▶ _ACTIVITY_: Return each entry exactly, with none missing.

▶ _SUPPLIED INFORMATION_:
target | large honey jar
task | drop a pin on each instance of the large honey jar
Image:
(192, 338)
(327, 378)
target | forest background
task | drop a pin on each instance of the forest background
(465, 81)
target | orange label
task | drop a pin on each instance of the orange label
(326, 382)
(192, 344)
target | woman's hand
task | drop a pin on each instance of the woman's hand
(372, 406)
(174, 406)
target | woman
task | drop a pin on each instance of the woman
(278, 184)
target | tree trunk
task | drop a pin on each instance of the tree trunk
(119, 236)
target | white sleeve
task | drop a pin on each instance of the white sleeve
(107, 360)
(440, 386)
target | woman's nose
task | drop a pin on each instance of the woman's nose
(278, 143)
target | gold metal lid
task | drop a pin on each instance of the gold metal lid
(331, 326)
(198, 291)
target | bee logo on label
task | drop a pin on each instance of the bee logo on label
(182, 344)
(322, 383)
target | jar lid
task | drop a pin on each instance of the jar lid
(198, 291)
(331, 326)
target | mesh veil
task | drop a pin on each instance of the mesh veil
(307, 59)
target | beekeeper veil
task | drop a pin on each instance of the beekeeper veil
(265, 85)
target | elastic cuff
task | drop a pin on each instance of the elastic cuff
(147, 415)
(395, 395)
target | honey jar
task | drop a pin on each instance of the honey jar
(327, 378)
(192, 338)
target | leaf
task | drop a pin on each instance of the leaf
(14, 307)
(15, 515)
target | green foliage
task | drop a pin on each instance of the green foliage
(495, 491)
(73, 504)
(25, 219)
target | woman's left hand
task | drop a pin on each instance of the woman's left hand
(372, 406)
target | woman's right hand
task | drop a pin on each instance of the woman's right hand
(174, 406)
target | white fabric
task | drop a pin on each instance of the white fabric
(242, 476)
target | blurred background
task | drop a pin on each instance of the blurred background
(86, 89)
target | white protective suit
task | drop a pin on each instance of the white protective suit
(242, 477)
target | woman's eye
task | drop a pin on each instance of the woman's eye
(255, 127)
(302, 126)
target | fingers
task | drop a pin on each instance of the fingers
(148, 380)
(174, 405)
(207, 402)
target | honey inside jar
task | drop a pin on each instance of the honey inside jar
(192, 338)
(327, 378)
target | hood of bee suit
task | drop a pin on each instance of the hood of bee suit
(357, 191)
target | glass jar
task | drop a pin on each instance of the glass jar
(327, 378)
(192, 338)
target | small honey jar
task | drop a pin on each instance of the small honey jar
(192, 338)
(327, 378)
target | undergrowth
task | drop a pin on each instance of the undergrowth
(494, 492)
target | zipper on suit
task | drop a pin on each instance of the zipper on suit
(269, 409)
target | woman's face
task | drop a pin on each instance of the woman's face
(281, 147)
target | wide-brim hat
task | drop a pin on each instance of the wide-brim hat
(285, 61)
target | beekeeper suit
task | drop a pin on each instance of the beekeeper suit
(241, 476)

▶ _COMPLETED EXERCISE_:
target | large honey jar
task | drop a pin on each instance of the large honey jar
Image:
(192, 338)
(327, 378)
target | forest background
task | drop a pin on each instance of the forest background
(465, 81)
target | orange label
task | drop a pin on each instance of the orange label
(326, 382)
(192, 344)
target | woman's hand
task | drop a pin on each instance of the woman's hand
(372, 406)
(174, 406)
target | woman
task | drop a pin on each instance of the woman
(278, 184)
target | tree trunk
task | drop a pin on each instance of the tree trunk
(119, 236)
target | white sleeve
task | drop a pin on each instance of the white sleeve
(107, 360)
(440, 386)
target | woman's nose
task | drop a pin on each instance of the woman's nose
(278, 143)
target | gold metal lid
task | drop a pin on each instance of the gold metal lid
(331, 326)
(198, 291)
target | bee logo on label
task | drop a pin on each instance of the bee logo on label
(182, 344)
(322, 383)
target | jar lid
task | drop a pin on each instance of the jar lid
(198, 291)
(331, 326)
target | mesh veil
task | drop a pin on each instance of the mesh veil
(307, 59)
target | beekeeper veil
task | drop a pin on each instance of the beekeeper veil
(265, 85)
target | elastic cuff
task | drop a pin on each instance of the elastic cuff
(147, 415)
(395, 395)
target | honey jar
task | drop a pin on each instance of the honey jar
(327, 378)
(192, 338)
target | leaf
task | drop a pin on each instance of the leaf
(14, 307)
(15, 515)
target | green foliage
task | drop a pin on each instance of the green foliage
(495, 491)
(73, 504)
(25, 219)
target | woman's left hand
task | drop a pin on each instance of the woman's left hand
(372, 406)
target | woman's right hand
task | drop a pin on each instance of the woman's right hand
(174, 406)
target | white fabric
task | drop a pin on each instance of the white fabric
(242, 476)
target | blurred background
task | drop a pin on each instance of the blurred background
(86, 89)
target | white protective suit
task | drop a pin on each instance of the white protective suit
(242, 477)
target | woman's eye
task | drop a pin on each instance of the woman's eye
(255, 127)
(302, 126)
target | fingers
task | drop a pin on each instance of the fingers
(148, 380)
(174, 405)
(207, 402)
target | honey inside jar
task | drop a pin on each instance of the honey inside jar
(192, 338)
(327, 378)
target | hood of bee suit
task | drop a pin on each instance of the hood of bee suit
(357, 191)
target | glass jar
task | drop a pin on each instance of the glass jar
(327, 378)
(192, 338)
target | small honey jar
task | drop a pin on each instance of the small honey jar
(192, 338)
(327, 378)
target | undergrowth
task | drop a pin on each instance of the undergrowth
(494, 492)
target | zipper on suit
task | drop a pin on each instance of the zipper on suit
(269, 409)
target | woman's face
task | drop a pin on each instance of the woman's face
(281, 147)
target | wide-brim hat
task | drop a pin on each instance of the wide-brim hat
(285, 61)
target | beekeeper suit
task | drop a pin on each instance of the beekeeper suit
(241, 476)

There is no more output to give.